## What is being asked
How many lines of the data below contain the string "cuff"? Reply with the number alone.

====== Material ======

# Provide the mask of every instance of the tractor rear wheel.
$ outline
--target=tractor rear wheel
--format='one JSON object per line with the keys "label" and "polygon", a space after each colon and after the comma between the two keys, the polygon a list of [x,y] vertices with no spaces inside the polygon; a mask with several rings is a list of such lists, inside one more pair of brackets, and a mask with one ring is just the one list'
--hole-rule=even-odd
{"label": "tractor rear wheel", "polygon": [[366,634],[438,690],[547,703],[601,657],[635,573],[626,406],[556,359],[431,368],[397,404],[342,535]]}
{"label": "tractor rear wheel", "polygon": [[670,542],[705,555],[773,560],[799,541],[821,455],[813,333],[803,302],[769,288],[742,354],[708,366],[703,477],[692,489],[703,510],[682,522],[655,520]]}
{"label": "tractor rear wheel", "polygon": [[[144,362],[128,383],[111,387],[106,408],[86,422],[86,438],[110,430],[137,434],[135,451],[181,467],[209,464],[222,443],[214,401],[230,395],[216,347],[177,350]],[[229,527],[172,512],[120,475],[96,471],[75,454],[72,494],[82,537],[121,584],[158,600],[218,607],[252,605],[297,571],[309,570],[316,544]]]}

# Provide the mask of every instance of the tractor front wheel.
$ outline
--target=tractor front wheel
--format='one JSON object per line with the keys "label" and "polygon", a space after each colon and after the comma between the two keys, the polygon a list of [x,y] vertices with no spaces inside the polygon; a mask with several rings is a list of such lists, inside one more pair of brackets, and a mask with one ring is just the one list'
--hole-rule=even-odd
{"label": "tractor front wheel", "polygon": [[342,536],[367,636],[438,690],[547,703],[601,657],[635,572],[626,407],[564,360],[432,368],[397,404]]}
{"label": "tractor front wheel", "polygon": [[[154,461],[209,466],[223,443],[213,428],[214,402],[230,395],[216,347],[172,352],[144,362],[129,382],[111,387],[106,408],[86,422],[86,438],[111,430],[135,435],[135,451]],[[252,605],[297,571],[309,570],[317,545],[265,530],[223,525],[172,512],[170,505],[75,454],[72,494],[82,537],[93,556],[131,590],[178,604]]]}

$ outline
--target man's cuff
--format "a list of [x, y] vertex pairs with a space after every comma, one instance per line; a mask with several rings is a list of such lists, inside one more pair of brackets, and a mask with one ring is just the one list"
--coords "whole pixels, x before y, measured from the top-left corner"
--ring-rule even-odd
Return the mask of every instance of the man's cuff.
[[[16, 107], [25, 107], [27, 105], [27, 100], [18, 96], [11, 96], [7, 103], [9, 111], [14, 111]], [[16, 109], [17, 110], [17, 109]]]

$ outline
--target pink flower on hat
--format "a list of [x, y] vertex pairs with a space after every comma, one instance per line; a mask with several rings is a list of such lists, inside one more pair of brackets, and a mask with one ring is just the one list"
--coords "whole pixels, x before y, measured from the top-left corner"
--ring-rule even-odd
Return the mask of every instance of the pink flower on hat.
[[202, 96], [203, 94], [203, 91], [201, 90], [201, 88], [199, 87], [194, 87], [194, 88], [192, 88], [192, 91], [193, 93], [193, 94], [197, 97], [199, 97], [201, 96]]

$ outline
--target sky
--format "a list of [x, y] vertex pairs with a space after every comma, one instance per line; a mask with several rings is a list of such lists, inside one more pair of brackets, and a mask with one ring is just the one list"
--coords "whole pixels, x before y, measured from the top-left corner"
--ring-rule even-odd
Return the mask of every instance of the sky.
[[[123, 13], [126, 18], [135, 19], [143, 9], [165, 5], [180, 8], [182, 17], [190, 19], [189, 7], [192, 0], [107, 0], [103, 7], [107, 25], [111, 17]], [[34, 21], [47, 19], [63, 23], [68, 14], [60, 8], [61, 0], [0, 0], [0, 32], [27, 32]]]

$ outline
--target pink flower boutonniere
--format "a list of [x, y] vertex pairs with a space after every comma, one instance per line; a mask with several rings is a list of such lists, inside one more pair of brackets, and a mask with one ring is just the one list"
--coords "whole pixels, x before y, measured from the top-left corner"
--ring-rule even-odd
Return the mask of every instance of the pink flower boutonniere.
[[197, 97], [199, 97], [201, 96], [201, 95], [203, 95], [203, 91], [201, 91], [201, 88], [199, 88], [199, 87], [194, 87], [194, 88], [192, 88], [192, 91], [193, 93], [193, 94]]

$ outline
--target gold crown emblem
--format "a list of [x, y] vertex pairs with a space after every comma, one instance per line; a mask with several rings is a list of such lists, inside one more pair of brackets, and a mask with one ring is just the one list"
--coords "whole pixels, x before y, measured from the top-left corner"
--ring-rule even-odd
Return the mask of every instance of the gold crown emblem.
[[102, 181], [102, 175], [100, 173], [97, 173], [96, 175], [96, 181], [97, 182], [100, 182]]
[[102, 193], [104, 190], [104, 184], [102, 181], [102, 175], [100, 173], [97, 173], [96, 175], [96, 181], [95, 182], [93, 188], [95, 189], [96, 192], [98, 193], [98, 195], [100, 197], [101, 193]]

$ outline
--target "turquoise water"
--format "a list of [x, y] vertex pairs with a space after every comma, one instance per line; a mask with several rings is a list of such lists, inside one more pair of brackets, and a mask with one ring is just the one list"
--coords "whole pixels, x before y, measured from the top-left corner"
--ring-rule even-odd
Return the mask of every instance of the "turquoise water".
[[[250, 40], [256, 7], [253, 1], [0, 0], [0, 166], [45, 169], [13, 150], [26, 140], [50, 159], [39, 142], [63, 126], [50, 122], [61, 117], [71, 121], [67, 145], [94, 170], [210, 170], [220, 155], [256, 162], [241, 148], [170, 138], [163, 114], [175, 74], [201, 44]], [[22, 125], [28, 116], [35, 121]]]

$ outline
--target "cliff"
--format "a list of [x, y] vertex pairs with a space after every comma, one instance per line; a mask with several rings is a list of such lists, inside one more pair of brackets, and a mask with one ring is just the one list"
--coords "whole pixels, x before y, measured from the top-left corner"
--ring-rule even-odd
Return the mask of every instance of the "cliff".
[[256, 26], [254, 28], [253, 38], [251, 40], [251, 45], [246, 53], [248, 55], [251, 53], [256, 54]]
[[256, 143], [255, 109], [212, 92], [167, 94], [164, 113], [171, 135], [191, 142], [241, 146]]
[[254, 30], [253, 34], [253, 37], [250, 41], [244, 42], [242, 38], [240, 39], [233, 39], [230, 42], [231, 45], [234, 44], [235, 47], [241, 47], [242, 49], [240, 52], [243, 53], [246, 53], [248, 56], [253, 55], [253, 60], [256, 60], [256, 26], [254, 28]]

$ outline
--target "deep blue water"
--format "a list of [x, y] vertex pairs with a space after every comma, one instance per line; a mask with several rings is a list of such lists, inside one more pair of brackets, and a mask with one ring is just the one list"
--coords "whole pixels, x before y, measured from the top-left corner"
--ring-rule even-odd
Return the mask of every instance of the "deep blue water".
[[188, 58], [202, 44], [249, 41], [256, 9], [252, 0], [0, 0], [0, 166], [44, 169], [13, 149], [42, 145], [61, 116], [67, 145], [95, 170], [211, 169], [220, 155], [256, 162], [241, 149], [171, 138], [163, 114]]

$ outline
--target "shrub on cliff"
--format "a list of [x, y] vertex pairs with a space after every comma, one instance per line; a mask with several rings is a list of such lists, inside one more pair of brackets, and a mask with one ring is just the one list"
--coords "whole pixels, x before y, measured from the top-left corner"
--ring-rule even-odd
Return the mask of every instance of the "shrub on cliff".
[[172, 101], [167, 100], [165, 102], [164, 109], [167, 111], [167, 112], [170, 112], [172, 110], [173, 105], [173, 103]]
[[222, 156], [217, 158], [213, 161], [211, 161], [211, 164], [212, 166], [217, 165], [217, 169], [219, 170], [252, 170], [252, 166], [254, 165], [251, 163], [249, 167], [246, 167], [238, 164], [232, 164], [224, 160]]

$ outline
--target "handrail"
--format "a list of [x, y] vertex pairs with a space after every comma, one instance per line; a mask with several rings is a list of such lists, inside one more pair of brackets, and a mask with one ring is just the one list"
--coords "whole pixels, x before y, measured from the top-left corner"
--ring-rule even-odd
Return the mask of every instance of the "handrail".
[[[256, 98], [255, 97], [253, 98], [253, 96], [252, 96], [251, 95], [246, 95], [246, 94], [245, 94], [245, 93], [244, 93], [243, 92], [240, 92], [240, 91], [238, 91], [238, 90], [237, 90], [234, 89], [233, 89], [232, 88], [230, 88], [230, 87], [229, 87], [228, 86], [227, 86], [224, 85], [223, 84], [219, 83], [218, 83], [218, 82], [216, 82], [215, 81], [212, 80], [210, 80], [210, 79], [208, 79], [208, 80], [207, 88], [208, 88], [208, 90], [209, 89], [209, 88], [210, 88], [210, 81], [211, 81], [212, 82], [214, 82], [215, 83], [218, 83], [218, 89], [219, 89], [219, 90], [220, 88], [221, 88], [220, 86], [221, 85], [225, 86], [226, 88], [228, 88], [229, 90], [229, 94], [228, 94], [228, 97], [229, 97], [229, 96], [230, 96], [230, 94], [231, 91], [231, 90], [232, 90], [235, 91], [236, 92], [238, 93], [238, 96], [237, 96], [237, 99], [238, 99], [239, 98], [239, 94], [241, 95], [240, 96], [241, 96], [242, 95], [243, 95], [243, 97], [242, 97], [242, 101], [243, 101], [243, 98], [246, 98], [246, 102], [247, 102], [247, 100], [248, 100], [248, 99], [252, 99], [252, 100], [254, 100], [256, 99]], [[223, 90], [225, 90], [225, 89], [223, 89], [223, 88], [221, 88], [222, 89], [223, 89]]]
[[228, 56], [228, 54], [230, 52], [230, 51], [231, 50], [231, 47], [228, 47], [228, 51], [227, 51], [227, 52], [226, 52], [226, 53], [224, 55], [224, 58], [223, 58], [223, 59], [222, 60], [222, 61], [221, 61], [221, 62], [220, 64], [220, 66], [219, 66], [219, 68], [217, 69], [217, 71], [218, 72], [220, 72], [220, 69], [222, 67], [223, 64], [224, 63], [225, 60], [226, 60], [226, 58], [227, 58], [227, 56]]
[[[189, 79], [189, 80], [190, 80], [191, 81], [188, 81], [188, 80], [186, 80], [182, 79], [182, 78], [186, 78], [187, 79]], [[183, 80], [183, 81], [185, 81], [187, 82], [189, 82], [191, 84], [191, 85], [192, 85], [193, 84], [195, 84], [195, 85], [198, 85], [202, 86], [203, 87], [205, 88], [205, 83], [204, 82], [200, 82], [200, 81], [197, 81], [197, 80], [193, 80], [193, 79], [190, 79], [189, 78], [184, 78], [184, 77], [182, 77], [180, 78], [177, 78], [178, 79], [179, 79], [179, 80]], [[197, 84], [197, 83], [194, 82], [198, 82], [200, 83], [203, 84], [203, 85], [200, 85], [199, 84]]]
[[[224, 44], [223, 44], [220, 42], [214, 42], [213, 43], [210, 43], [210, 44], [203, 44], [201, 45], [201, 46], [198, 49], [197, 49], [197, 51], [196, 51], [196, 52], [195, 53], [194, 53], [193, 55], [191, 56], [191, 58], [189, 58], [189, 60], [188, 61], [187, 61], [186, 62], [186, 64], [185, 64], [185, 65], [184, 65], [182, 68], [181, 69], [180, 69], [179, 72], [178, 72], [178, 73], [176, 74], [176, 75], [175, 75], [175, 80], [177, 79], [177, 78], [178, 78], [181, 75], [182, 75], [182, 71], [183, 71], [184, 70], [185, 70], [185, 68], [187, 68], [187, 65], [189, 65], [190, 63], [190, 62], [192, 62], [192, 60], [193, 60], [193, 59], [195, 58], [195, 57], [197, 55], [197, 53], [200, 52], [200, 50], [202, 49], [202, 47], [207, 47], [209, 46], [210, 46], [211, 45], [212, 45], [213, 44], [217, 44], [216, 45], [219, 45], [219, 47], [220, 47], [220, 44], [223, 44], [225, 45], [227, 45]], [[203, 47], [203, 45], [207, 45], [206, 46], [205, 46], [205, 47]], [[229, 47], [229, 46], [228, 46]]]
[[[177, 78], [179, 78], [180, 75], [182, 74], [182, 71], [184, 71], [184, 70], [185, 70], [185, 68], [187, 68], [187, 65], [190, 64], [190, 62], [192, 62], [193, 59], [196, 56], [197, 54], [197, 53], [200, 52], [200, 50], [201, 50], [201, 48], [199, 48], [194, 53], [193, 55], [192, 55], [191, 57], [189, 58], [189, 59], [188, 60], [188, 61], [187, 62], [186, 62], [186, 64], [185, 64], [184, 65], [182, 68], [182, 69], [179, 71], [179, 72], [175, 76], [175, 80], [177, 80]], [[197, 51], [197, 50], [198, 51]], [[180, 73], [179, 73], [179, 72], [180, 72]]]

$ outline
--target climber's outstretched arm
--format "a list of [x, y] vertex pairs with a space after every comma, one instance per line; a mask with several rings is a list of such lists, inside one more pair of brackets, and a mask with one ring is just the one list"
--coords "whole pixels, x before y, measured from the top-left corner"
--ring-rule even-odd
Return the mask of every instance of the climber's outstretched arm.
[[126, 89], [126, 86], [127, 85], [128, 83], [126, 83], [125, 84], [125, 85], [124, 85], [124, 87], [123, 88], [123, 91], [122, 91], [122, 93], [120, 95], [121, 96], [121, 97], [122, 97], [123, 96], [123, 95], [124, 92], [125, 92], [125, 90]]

======

## Task output
2